Nuclear power has always been a lot more popular on K Street than on Wall Street. At least these sort of overruns pale in comparison to some of the ones in Europe - one in the UK has now become the second most expensive thing ever made by man (after the International Space Station). Lots of nuclear plants on that list, too. One in Finland is now a decade overdue and commercial operation still isn't expected until 2018 - assuming there's not even more delays.
One of nuclear's biggest problems is, it doesn't work very well small. There are some "smallish" modular reactor designs, but as a general rule, nuclear plants are very large structures. Which means, you're not making a lot of them. Which means you don't retire the risk (both financial and safety) very quickly. Nuclear inherently contains a lot of both of those. It can take decades to learn what problems are. And when we redesign systems to start over with a new "generation" of nuclear power plants, that "ironing out the financial and safety kinks" process starts over.

## Try it:
List every place named in the passage on nuclear power.

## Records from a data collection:
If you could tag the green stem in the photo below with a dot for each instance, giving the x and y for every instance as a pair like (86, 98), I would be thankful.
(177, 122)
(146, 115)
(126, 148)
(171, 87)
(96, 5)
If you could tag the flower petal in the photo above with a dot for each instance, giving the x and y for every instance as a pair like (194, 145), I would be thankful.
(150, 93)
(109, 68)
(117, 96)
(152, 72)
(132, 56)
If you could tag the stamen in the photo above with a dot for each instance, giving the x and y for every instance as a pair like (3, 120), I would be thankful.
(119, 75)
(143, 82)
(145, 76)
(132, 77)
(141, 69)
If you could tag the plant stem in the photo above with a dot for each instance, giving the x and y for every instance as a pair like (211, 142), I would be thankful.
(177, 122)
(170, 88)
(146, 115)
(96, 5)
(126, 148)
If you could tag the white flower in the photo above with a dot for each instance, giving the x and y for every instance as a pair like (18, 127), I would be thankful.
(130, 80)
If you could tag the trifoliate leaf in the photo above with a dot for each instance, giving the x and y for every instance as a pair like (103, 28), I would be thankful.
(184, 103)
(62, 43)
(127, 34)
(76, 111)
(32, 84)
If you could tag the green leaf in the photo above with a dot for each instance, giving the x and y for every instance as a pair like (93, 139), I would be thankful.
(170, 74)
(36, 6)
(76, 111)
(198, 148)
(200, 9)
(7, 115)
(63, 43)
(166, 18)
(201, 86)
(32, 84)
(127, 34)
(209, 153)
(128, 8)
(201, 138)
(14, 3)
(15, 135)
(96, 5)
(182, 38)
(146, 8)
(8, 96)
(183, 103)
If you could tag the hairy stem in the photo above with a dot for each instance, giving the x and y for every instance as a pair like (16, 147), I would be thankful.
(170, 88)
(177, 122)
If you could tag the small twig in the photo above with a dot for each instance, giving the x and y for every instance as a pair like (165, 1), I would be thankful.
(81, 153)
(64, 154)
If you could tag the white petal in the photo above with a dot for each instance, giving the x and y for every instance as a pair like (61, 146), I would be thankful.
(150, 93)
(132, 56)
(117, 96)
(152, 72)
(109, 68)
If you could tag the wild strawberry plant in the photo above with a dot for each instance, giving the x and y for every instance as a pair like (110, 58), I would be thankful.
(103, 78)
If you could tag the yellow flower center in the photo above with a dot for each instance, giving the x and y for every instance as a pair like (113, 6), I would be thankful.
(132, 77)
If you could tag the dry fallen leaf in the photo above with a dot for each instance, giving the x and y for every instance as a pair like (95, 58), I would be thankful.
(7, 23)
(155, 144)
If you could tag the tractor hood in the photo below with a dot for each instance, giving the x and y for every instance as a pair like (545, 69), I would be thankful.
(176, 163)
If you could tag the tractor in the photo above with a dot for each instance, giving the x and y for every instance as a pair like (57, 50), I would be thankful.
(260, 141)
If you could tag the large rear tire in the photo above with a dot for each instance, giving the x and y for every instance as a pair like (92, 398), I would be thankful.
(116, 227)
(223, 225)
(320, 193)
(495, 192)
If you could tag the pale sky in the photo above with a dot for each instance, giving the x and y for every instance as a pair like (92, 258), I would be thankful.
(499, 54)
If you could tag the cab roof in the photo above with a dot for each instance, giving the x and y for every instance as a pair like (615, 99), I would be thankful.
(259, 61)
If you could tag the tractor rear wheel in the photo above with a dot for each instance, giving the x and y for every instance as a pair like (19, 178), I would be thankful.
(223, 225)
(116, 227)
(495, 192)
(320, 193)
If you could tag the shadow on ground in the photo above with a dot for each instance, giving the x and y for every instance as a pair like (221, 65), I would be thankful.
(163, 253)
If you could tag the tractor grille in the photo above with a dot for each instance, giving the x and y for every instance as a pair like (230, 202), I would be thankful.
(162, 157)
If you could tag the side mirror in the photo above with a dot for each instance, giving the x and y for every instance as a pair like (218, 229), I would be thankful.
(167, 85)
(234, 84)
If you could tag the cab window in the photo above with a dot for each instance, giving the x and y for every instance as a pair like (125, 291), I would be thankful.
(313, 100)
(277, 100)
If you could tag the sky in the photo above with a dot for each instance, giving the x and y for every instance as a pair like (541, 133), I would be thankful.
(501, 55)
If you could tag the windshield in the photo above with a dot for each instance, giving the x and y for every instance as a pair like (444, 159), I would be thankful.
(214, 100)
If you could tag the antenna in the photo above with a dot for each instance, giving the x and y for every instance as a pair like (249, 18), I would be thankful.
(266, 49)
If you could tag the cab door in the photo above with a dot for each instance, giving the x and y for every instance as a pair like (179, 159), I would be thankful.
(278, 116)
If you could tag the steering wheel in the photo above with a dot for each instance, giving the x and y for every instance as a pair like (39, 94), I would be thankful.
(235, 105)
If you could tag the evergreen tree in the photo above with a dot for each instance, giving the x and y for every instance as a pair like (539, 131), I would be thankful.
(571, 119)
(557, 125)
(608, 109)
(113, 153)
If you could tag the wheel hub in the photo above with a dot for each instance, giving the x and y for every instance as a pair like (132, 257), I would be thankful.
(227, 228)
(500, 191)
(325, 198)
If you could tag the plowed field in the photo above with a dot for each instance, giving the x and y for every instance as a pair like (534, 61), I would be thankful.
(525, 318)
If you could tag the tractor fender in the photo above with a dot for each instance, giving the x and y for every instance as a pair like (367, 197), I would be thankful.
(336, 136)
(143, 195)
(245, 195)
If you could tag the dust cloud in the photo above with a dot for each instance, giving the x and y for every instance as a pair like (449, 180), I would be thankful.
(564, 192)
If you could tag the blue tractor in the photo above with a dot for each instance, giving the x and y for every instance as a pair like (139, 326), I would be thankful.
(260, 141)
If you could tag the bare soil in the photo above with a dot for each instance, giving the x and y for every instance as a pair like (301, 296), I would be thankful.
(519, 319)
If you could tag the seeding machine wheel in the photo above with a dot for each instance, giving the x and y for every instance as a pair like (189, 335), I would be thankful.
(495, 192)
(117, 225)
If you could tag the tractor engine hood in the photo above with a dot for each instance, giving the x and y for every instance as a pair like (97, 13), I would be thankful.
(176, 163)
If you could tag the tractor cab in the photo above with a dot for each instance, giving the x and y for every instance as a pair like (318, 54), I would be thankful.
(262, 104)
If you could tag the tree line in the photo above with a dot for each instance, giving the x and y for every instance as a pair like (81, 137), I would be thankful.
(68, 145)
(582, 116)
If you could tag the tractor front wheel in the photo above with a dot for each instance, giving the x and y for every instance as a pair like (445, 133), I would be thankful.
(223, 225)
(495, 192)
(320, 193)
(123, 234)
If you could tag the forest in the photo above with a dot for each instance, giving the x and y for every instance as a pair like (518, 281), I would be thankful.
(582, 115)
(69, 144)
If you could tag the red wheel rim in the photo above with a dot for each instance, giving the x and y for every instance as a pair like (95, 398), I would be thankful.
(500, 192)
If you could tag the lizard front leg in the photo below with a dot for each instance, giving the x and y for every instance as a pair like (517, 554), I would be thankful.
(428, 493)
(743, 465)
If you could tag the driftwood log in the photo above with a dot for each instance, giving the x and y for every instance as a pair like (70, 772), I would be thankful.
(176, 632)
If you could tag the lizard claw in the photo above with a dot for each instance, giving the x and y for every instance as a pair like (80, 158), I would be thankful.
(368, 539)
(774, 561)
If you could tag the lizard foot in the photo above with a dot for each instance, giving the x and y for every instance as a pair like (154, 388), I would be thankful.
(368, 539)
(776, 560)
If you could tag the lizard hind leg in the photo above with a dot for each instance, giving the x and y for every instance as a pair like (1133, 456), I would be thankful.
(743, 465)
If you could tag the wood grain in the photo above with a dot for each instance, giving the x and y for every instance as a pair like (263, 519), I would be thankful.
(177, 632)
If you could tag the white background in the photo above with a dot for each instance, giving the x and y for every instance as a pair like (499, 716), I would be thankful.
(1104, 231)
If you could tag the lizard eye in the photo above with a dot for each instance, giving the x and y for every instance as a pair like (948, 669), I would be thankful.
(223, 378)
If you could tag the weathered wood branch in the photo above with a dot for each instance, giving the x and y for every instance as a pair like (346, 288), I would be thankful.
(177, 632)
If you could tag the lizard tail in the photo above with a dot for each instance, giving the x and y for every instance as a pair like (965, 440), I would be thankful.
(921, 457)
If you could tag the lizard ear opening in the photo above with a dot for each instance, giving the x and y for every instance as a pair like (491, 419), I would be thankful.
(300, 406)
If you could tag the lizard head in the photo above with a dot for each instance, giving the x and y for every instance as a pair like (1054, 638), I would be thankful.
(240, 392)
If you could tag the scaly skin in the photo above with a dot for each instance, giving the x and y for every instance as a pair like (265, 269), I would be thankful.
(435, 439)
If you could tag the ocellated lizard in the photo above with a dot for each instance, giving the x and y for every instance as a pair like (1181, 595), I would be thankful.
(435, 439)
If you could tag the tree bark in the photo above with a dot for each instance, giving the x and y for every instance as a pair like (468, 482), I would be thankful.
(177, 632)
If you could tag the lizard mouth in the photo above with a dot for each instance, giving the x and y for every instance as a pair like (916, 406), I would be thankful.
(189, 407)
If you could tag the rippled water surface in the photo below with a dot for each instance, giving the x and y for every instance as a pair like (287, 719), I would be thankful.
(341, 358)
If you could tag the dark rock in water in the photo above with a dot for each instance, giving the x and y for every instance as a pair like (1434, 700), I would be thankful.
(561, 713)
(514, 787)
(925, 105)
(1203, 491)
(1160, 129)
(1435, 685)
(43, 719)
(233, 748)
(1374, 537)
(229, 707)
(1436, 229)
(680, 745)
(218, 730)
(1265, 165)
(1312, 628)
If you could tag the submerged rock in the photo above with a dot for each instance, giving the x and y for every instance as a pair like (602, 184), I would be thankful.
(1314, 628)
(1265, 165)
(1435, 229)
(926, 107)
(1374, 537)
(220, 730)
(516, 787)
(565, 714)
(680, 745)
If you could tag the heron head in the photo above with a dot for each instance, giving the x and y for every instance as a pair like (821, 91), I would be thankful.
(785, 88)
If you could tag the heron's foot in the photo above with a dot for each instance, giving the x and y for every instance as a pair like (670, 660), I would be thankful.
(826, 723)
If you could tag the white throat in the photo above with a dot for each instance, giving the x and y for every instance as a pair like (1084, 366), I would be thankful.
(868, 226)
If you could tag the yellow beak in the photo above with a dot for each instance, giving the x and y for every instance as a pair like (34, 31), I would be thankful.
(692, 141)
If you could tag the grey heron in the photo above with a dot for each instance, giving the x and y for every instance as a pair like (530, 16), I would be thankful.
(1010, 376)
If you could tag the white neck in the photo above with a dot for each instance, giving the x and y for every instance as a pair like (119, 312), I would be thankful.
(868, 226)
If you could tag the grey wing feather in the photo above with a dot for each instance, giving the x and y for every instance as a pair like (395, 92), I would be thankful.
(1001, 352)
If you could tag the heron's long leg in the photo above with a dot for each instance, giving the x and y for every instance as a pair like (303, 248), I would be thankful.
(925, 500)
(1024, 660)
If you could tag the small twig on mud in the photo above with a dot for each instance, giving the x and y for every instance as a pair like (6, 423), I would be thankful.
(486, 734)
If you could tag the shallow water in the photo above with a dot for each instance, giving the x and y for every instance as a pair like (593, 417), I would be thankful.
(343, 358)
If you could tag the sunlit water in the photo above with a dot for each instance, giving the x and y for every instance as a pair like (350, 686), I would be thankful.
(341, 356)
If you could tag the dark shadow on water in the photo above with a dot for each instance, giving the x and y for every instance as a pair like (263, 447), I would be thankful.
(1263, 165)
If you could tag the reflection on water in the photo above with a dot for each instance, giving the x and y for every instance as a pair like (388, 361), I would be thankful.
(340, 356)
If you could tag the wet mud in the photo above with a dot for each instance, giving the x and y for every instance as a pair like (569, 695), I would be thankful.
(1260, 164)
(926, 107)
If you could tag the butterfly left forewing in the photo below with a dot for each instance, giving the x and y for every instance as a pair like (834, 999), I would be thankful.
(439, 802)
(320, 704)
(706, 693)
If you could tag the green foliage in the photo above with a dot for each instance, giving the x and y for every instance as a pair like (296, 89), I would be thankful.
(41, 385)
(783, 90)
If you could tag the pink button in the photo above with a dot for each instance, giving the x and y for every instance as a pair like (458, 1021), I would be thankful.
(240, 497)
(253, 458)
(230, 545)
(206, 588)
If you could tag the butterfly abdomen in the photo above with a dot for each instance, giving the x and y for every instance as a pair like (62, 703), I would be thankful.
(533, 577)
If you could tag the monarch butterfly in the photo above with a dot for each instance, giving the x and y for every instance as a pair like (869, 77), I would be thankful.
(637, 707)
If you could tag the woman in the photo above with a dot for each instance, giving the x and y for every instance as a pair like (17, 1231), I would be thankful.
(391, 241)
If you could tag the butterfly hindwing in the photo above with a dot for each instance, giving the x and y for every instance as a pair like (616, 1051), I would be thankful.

## Answer section:
K Street, Wall Street, Europe, the UK, Finland